Dataset rows:
+===+

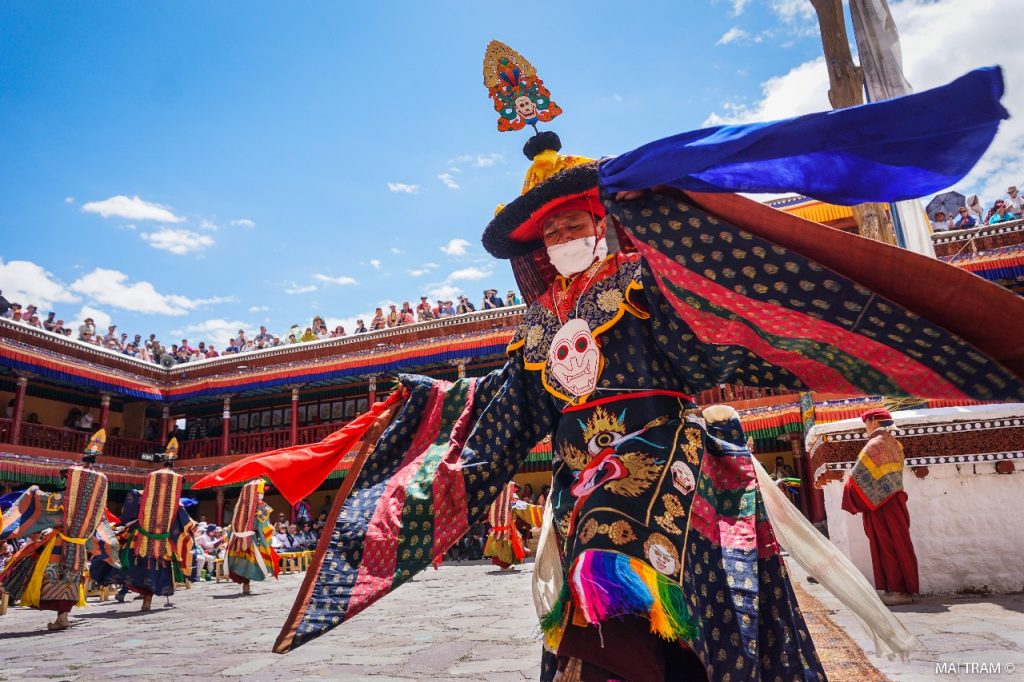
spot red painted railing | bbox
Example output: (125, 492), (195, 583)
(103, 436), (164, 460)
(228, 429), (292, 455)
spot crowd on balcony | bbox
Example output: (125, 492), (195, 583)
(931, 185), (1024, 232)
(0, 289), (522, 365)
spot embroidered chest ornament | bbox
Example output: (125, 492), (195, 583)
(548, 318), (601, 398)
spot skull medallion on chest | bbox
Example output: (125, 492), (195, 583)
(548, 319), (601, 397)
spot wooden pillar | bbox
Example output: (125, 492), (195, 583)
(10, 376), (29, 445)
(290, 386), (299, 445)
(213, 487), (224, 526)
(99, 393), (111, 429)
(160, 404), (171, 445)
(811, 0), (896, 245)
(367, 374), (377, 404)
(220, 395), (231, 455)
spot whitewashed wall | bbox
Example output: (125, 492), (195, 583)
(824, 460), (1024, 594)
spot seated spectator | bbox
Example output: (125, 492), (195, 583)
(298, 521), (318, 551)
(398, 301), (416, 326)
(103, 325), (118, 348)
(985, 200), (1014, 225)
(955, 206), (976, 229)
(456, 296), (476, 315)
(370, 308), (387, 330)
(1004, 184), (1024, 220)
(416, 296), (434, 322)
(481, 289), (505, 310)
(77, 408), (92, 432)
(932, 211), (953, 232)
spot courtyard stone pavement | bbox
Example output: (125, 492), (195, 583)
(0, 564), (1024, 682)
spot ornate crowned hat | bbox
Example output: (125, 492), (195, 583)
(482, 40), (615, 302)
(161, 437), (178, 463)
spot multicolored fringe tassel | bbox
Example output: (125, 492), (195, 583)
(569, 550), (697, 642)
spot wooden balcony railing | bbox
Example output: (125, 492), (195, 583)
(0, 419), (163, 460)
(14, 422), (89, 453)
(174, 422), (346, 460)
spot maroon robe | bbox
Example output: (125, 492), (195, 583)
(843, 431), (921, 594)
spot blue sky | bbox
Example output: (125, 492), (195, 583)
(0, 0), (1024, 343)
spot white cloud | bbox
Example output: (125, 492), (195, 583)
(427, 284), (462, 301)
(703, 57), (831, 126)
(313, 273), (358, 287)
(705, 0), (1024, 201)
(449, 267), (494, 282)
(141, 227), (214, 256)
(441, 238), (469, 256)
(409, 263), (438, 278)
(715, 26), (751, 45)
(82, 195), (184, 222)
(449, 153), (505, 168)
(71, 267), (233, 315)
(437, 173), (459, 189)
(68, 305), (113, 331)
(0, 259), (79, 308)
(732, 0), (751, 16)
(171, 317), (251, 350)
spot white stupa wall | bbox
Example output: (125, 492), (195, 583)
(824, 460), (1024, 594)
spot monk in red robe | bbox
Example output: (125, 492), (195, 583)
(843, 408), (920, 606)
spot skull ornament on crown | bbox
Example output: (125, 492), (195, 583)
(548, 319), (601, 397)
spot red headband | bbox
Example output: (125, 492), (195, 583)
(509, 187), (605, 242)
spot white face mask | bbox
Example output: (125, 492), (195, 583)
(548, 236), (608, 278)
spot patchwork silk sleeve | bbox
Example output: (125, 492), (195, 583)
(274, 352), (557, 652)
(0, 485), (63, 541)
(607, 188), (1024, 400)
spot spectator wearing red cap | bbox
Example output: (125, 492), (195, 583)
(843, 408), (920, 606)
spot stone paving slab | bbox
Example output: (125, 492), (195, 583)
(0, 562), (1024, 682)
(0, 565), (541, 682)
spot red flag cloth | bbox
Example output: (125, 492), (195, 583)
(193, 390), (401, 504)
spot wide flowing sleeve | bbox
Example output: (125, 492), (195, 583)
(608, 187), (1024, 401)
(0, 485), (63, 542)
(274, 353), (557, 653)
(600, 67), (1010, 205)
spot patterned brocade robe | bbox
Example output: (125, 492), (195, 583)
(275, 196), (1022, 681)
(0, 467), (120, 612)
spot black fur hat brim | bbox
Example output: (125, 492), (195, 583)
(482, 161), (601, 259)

+===+

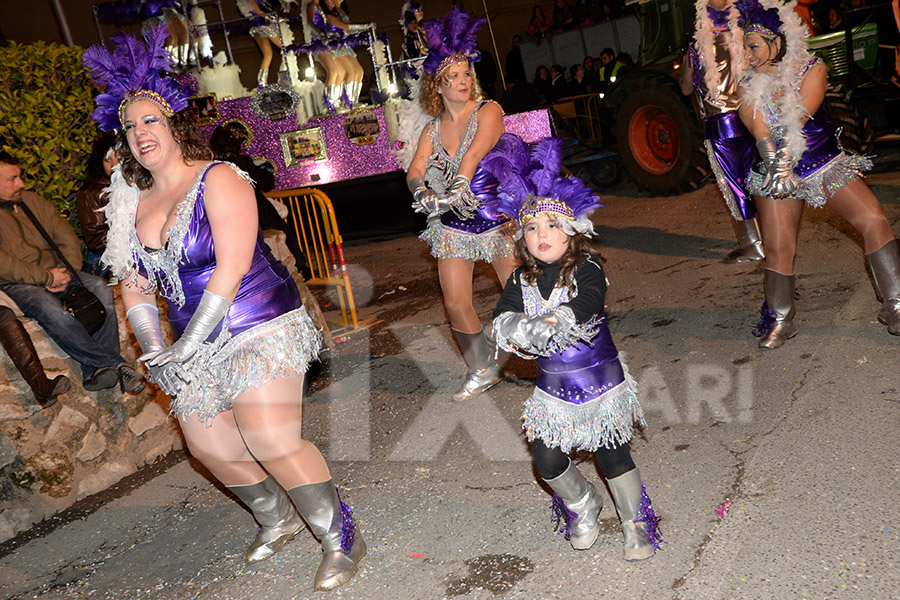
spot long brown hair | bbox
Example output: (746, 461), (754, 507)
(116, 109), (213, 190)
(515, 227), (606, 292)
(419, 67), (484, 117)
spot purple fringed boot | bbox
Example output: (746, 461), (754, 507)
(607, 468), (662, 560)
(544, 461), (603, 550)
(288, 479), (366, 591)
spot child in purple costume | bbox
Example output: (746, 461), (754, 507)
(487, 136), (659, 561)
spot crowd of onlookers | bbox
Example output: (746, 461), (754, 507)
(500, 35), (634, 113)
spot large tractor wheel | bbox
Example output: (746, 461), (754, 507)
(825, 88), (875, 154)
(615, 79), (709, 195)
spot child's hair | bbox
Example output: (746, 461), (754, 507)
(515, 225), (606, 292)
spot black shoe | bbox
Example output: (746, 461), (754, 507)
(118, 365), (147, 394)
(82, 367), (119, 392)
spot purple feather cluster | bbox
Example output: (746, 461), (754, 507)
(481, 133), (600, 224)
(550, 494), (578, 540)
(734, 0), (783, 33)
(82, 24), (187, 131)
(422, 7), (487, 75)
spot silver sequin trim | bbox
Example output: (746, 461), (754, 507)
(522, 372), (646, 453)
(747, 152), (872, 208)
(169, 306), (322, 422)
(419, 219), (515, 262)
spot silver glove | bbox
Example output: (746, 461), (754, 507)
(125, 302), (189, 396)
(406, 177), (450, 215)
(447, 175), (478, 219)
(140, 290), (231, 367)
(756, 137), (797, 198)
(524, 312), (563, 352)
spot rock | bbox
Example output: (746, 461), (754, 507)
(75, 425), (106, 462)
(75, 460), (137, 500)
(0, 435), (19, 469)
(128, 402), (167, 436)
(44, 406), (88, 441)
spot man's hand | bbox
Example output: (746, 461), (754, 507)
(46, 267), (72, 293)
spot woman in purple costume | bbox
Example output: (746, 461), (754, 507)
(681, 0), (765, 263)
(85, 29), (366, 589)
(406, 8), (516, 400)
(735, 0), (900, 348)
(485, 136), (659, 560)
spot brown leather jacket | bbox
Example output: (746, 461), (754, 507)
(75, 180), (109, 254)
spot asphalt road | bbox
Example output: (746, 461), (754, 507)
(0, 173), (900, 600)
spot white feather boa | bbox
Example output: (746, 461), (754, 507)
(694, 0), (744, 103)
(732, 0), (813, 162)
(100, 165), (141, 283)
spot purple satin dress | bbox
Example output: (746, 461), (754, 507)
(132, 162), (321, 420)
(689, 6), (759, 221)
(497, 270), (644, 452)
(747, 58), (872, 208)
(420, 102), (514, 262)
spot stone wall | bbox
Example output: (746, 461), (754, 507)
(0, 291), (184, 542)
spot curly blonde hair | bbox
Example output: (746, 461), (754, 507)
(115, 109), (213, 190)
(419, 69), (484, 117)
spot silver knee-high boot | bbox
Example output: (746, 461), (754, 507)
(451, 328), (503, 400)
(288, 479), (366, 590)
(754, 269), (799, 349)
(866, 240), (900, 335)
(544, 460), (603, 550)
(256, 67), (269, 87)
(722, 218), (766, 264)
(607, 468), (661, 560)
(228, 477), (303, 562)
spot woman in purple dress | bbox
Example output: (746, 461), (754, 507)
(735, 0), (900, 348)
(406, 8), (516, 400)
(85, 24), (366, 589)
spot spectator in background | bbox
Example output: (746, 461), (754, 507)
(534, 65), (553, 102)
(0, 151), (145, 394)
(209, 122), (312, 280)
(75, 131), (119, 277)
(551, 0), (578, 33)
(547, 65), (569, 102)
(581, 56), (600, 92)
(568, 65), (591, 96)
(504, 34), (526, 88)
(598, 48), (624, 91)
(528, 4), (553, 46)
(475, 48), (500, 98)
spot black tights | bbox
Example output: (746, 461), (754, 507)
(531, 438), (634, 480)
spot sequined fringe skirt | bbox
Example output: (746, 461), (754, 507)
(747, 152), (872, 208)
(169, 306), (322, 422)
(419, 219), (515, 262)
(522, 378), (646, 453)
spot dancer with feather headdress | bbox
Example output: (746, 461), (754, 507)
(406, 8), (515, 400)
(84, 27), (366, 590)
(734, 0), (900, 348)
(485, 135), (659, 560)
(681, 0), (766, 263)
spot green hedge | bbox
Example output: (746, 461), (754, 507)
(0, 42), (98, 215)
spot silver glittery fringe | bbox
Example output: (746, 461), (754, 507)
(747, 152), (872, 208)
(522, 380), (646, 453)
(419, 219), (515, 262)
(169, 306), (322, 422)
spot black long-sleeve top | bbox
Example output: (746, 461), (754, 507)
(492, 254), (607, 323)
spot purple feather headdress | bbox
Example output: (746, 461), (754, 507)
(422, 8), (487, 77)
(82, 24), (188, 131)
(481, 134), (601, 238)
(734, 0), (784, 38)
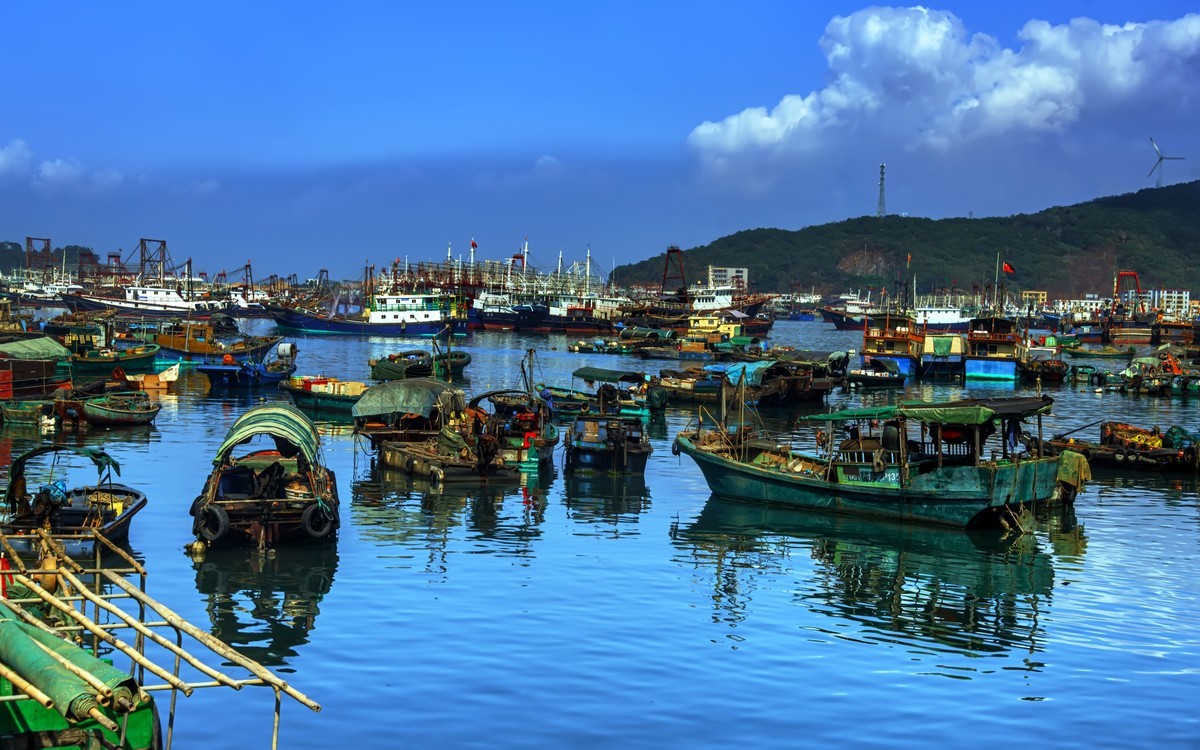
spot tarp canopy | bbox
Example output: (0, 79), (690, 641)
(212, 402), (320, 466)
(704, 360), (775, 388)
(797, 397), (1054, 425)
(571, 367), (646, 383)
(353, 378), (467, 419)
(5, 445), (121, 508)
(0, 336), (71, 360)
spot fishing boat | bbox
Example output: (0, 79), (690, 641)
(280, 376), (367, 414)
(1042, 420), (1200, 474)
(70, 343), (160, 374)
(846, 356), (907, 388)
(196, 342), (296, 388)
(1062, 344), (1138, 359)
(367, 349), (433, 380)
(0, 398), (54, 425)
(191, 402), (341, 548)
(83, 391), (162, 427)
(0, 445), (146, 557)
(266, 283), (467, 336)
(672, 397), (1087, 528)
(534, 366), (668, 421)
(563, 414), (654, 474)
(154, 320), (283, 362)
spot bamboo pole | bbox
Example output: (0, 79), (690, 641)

+===+

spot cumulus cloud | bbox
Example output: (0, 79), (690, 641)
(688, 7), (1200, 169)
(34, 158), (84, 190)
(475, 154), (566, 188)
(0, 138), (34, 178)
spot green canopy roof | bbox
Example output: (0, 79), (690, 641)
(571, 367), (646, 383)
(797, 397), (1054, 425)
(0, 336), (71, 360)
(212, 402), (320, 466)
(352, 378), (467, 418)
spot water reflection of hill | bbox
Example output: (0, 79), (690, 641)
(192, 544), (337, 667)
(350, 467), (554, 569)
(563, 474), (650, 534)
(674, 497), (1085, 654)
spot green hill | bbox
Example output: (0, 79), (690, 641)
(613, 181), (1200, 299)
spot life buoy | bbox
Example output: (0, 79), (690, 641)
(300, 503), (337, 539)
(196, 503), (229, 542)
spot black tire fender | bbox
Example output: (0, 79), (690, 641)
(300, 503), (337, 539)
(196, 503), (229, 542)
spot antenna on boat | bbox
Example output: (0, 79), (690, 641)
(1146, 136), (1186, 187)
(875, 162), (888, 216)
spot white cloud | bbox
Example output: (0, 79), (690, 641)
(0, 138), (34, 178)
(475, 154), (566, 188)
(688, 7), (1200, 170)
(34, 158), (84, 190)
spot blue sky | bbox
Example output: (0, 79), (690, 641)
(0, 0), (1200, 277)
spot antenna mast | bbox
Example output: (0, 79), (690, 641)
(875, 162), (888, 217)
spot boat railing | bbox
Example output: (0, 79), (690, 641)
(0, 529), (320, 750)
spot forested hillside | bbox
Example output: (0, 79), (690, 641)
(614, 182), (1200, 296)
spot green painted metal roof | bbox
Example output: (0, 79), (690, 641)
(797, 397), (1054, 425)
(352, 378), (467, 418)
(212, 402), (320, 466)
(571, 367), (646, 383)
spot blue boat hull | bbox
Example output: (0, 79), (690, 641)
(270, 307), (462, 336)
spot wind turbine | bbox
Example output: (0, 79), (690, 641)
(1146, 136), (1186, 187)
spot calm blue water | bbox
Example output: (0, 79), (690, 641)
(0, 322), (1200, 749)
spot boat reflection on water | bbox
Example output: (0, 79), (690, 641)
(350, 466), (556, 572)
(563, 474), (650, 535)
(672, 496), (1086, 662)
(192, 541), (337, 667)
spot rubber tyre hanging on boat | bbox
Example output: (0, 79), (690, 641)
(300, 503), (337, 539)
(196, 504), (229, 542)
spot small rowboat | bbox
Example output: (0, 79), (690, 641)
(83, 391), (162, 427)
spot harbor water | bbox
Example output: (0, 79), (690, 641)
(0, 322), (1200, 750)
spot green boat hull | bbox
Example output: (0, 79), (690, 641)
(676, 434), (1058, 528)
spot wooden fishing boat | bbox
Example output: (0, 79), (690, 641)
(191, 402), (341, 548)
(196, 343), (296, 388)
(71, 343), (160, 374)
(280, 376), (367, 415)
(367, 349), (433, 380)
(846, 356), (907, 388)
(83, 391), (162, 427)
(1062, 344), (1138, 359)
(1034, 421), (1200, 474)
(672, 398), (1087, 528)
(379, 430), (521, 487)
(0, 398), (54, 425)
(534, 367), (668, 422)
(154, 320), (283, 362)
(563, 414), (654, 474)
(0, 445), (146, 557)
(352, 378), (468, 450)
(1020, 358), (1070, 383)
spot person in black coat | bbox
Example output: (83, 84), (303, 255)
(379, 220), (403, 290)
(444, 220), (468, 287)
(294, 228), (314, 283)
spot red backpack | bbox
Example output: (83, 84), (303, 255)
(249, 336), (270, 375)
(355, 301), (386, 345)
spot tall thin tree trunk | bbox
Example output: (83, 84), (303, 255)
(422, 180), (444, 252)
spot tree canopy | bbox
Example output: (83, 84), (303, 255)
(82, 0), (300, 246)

+===+

> [The problem] Retype word for word the lines from the one containing "spot red painted railing | bbox" through the one containing "(0, 0), (1024, 343)", both included.

> [Solution for this problem]
spot red painted railing | bbox
Example output: (125, 492), (195, 583)
(103, 436), (164, 460)
(228, 429), (292, 455)
spot crowd on balcony | bbox
Example output: (125, 492), (195, 583)
(931, 185), (1024, 232)
(0, 289), (522, 365)
spot embroidered chest ornament | bbox
Example output: (125, 492), (195, 583)
(548, 318), (601, 398)
spot skull medallion on chest | bbox
Example output: (125, 492), (195, 583)
(548, 319), (601, 397)
spot wooden pillar | bbox
Example output: (125, 492), (195, 583)
(10, 376), (29, 445)
(290, 386), (299, 445)
(213, 487), (224, 526)
(99, 393), (111, 429)
(160, 404), (171, 445)
(811, 0), (896, 245)
(367, 374), (377, 404)
(220, 395), (231, 455)
spot whitewashed wall | bbox
Example output: (125, 492), (195, 583)
(824, 460), (1024, 594)
spot seated spectator | bbox
Example output: (125, 492), (195, 583)
(298, 521), (318, 551)
(398, 301), (416, 326)
(103, 325), (118, 348)
(985, 200), (1014, 225)
(955, 206), (976, 229)
(456, 296), (476, 315)
(370, 308), (387, 330)
(1004, 184), (1024, 220)
(416, 296), (434, 322)
(481, 289), (505, 310)
(77, 408), (92, 432)
(932, 211), (953, 232)
spot courtyard stone pavement | bbox
Example output: (125, 492), (195, 583)
(0, 564), (1024, 682)
spot ornate crowned hat | bbox
Example output: (125, 492), (195, 583)
(482, 40), (615, 302)
(161, 437), (178, 463)
spot multicolored fringe tassel | bbox
Example output: (125, 492), (195, 583)
(569, 550), (697, 642)
spot wooden balcony railing | bbox
Example output: (125, 492), (195, 583)
(0, 419), (163, 460)
(14, 422), (89, 453)
(174, 422), (346, 460)
spot maroon robe | bbox
Example output: (125, 492), (195, 583)
(843, 431), (921, 594)
spot blue sky | bbox
Example output: (125, 492), (195, 583)
(0, 0), (1024, 343)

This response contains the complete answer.